Top of Task inputs
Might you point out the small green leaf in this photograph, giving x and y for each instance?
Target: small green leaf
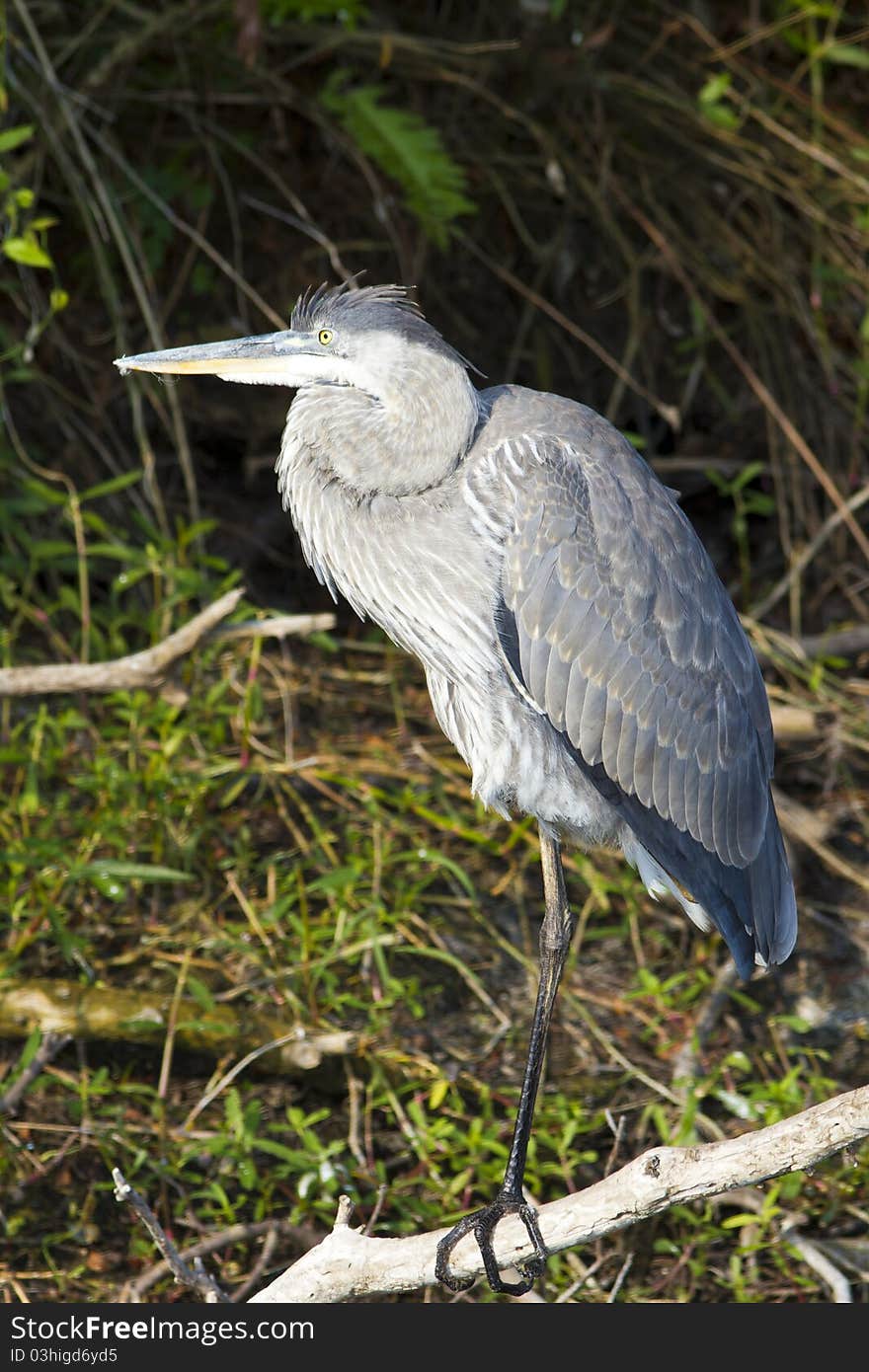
(714, 88)
(27, 252)
(14, 137)
(846, 55)
(127, 870)
(408, 150)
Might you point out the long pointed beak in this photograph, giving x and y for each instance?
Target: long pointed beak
(235, 359)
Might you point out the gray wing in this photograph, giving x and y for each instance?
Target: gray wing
(629, 643)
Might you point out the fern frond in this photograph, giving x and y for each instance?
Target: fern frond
(408, 150)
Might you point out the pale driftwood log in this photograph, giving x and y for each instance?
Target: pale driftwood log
(348, 1263)
(147, 667)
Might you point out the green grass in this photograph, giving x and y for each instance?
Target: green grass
(290, 837)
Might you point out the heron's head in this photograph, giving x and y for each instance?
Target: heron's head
(373, 340)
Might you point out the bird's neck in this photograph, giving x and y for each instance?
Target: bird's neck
(398, 442)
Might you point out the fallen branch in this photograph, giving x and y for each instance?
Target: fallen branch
(147, 667)
(122, 672)
(90, 1013)
(46, 1051)
(348, 1263)
(194, 1276)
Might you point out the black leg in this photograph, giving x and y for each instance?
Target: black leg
(555, 936)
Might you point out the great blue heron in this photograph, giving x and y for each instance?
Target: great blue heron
(580, 649)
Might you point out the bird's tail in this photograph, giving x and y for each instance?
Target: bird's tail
(752, 907)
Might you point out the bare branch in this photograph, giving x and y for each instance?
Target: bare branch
(123, 672)
(197, 1277)
(46, 1051)
(147, 667)
(349, 1263)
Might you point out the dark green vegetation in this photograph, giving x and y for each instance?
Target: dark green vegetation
(664, 221)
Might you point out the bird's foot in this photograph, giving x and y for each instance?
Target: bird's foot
(482, 1225)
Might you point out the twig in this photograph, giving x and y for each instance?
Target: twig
(196, 1277)
(122, 672)
(349, 1263)
(799, 564)
(147, 667)
(49, 1047)
(278, 626)
(105, 1013)
(132, 1291)
(685, 1061)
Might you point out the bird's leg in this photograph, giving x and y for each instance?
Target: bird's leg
(555, 936)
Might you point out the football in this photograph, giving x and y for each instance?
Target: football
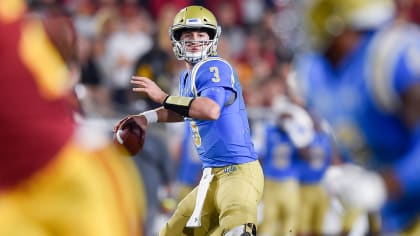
Bottom of Task inputs
• [Exercise directions]: The required output is the lines from the one containing "Might you point out the great" through the end of the data, printed exactly, with no pictures.

• [Reply]:
Might you point out the great blue heron in this photograph, giving x and y for each instance?
Target: great blue heron
(580, 649)
Might you point out the bird's tail in this photograph, giving x and y for each instance?
Target: bird's tail
(752, 907)
Might you point out the bare branch in this photograph, giving x and y for each instance?
Target: bare branch
(123, 672)
(197, 1277)
(46, 1051)
(147, 667)
(349, 1263)
Might you point out the dark green vegetation in this photograph, giving x and y for each instance?
Target: dark green vegetation
(664, 221)
Might you point out the bird's foot in this photograph, giving x and y for each instance?
Target: bird's foot
(482, 1225)
Might you point out the twig in this photograph, giving x and y for each instance?
Target: twig
(196, 1277)
(122, 672)
(349, 1263)
(799, 564)
(147, 667)
(49, 1047)
(278, 626)
(105, 1013)
(132, 1291)
(685, 1061)
Might you point out the bird's leg in this photograph, giving x and y for each instance?
Target: bird's leg
(555, 936)
Might you point out the football in this photograph, giving x and y for each instance?
Target: football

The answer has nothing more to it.